[START Article]
The Dangers of Social Networking: Are We Frying Our Brains? Is it 21st Century Onanism?

Social networking: Are we in danger of infantilization?

Social networking: Are we in danger of infantilization?

Internet social networking has now become the target for age old debate on harmful media influences. Leading neuroscientist Professor Susan Greenfield has speculated that as we spend too much time on sites such as Facebook and Twitter, we run the risk of infantalizing the mid-21st mind. However haven’t we heard similar arguments before most notably with TV and video games, right back to the chivalry books of Don Quixote?  Indeed eerily similar warnings of the dangers of on-line social networking were also made for masturbation (onanism) in the 19th century. According to Lord Baden-Powell, such ‘beastliness’ was said to destroy both health and spirits so that the practitioner becomes ‘feeble in body and mind and often ends in a lunatic asylum’. Is social networking becoming the onanism of the 21st century?

Too much on-line onanism?

Too much on-line onanism?

At best, Prof. Susan Greenfield’s comments are conjecture. She admits that there is no evidence to support her assertions (see Newsnight link below). So why bother then? Well, she’d just like the government to provide some funding to satisfy her hunch.  But by contrast, oh the bells, the alarm bells from Dr Aric Sigman who claims that there is ample evidence although, according to Dr Ben Goldacre (Bad Science) Sigman only bothers to look at half of it (see link below). In short, the half that would provide us with a balanced scientific perspective is missing.  It is worth pointing out that Dr Sigman’s piece does not cite any research that he carried out (although it’s difficult to tell as he did not cite the full list of authors in his reference list, so he may be in there somewhere). The paper looks to be a  literature review with his own conclusions and he concedes (in the Newsnight interview) that it is meant to be a one-sided piece intended to provoke discussion, something he appears to specialize in (see: In Bed With Mary Whitehouse). The paper is based on the assumption that Internet social networking increases isolation and loneliness which in turn leads to health problems.

As with many of these media-scare stories, the more dramatic conclusions require a leap of faith that correlational studies indicate causation. They do not.  So for instance, does Internet social networking increase isolation and loneliness or do lonely and isolated people seek out a means to make themselves less so? This could mean that on-line social networking is a positive thing. And perhaps we should for a moment consider e-learning’, providing wider educational opportunities? No, the ‘e’ doesn’t stand for evil!

Dr Sigman speaks of displacement arguing that children are sitting in front of a computer when they could be out socializing with friends. However, couldn’t the same argument be made for watching television (er, yes it has), reading and even doing homework. I know I would have rather been out playing ‘kick the can’ as a child, when I was stuck in doors reading about the printing press and how it gave ‘the great unwashed’ ideas above their station (pretty much in the same way as the Internet does today). Worries that children can be too ‘bookish’ are now largely overlooked in favour of newer ‘dangers’. And presumably, on-line social networking has displaced ‘staring aimlessly out of the window on a rainy day’ too.
[END Article]
[START Dataset extract]
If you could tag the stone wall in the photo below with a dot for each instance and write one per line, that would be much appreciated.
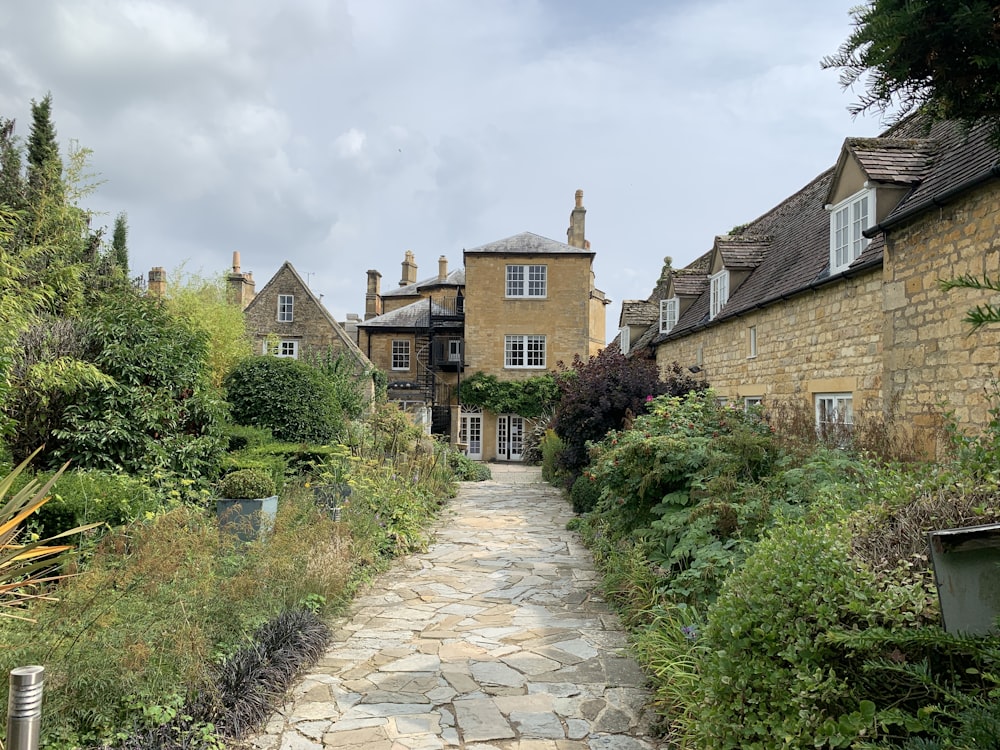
[END Dataset extract]
Reproduce the passage of the social networking article starting with "Internet social networking has" and going on through "the 21st century?", word for word.

Internet social networking has now become the target for age old debate on harmful media influences. Leading neuroscientist Professor Susan Greenfield has speculated that as we spend too much time on sites such as Facebook and Twitter, we run the risk of infantalizing the mid-21st mind. However haven’t we heard similar arguments before most notably with TV and video games, right back to the chivalry books of Don Quixote?  Indeed eerily similar warnings of the dangers of on-line social networking were also made for masturbation (onanism) in the 19th century. According to Lord Baden-Powell, such ‘beastliness’ was said to destroy both health and spirits so that the practitioner becomes ‘feeble in body and mind and often ends in a lunatic asylum’. Is social networking becoming the onanism of the 21st century?